**Data records**
........

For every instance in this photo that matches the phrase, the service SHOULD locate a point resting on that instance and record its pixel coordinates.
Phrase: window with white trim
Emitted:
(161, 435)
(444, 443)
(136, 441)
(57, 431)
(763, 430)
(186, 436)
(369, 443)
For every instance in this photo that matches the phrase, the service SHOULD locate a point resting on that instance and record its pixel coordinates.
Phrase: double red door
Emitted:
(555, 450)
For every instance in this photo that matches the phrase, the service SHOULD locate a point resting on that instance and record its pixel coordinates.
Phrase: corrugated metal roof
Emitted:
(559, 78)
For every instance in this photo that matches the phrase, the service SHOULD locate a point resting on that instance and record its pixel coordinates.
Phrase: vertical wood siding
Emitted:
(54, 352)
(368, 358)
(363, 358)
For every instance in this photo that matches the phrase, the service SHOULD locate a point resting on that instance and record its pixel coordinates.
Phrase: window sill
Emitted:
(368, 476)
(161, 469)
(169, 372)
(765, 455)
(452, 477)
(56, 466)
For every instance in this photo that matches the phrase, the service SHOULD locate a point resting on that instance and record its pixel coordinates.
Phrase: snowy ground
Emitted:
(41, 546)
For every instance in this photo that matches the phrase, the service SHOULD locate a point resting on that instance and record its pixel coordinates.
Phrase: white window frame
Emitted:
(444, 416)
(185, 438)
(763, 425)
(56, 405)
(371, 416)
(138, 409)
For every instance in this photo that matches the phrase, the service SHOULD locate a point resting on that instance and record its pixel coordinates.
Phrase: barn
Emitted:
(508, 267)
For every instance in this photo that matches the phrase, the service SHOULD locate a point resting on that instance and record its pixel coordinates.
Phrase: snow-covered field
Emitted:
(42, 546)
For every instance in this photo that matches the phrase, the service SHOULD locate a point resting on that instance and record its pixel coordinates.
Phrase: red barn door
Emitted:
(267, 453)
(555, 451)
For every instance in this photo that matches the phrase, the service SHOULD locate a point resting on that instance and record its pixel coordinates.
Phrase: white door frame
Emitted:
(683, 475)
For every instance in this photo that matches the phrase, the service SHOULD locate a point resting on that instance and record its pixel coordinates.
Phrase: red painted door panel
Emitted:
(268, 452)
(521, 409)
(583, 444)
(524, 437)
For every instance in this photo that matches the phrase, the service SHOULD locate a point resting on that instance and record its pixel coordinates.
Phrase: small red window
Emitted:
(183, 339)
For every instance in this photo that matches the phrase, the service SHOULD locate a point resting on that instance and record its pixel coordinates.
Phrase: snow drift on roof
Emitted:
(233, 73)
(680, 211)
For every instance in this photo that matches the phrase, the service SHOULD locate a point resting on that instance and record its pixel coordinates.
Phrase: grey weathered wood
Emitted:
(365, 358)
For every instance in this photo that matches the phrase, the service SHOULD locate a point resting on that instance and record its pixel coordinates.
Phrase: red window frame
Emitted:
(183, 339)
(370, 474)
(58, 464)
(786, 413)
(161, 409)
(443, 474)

........

Repeat every line of the material exactly as given.

**Worked answer**
For every instance in this photo that matches the phrase, the service SHOULD locate a point resting on that instance and record its pixel coordinates.
Phrase: window with white trim
Emitted:
(161, 435)
(444, 443)
(136, 441)
(57, 431)
(763, 430)
(186, 436)
(369, 443)
For every instance in this photo that matches the phrase, the service SHOULD locate a point resting on that instance and record its pixel coordinates.
Phrase: double red door
Emitted:
(555, 450)
For every instance in this photo that matches the phrase, the service SHOULD locate a point resting on that instance and record its pixel coordinates.
Phrase: corrugated metal roof
Emitted:
(559, 78)
For every instance in this photo that matches the phrase, the service SHOULD locate a point resting on that instance and record its pixel coordinates.
Phrase: vertical wood siding
Emitted:
(54, 352)
(368, 358)
(363, 358)
For every instance in this photo that matches the phrase, the service SHOULD locate a point resting on that instance and record its pixel coordinates.
Phrase: window sill
Emitted:
(368, 476)
(161, 469)
(169, 372)
(765, 455)
(452, 477)
(56, 466)
For every instance in this photo that matches the phrase, the service SHOULD locate a point resting on that instance and record its pixel coordinates.
Phrase: snowy ground
Emitted:
(41, 546)
For every instance in this photo that matches the phrase, the service SHOULD locate a point resting on that instance and record its pixel coordinates.
Phrase: white window frame
Emitted:
(444, 416)
(185, 438)
(763, 425)
(56, 405)
(371, 416)
(138, 409)
For every instance in this photo that matches the phrase, the service SHOULD locate a point resting on that instance and record its pixel coordinates.
Phrase: barn
Emitted:
(508, 267)
For every instance in this photo that matches the phrase, the service SHOULD locate a point resting on that instance and record its pixel coordinates.
Phrase: snow-covered field
Emitted:
(42, 546)
For every instance in this photo that matches the phrase, the service SHOULD locate a point resting on that instance and record its pixel coordinates.
Phrase: red barn door
Emitted:
(267, 453)
(555, 451)
For every instance in this photo that matches the phrase, the service SHOULD locate a point resting on that instance and record its pixel coordinates.
Phrase: white door frame
Emitted:
(683, 475)
For every instance in this photo that matches the phrase, the service SHOULD locate a point resting on that instance and record its pixel coordinates.
Phrase: red painted door panel
Emitted:
(268, 452)
(521, 409)
(583, 444)
(524, 437)
For every instance in this photo that matches the phrase, the service SHOULD locate a point resting on that instance and record its pixel coordinates.
Phrase: small red window
Emitted:
(183, 339)
For every instance in this photo that matches the phrase, the service SHOULD locate a point resting on that instance and record its pixel coordinates.
Phrase: snow drift on roof
Emitted:
(233, 73)
(680, 211)
For every instance in this photo that matches the phrase, the service SHOULD locate a point resting on that instance and record its pixel coordinates.
Phrase: grey weathered wood
Emitted:
(365, 358)
For every instance in this photo that matches the phrase, the service SHOULD locate a point resting on that instance and record its pixel coordinates.
Phrase: red window frame
Emitted:
(183, 339)
(370, 474)
(58, 464)
(786, 413)
(161, 409)
(443, 474)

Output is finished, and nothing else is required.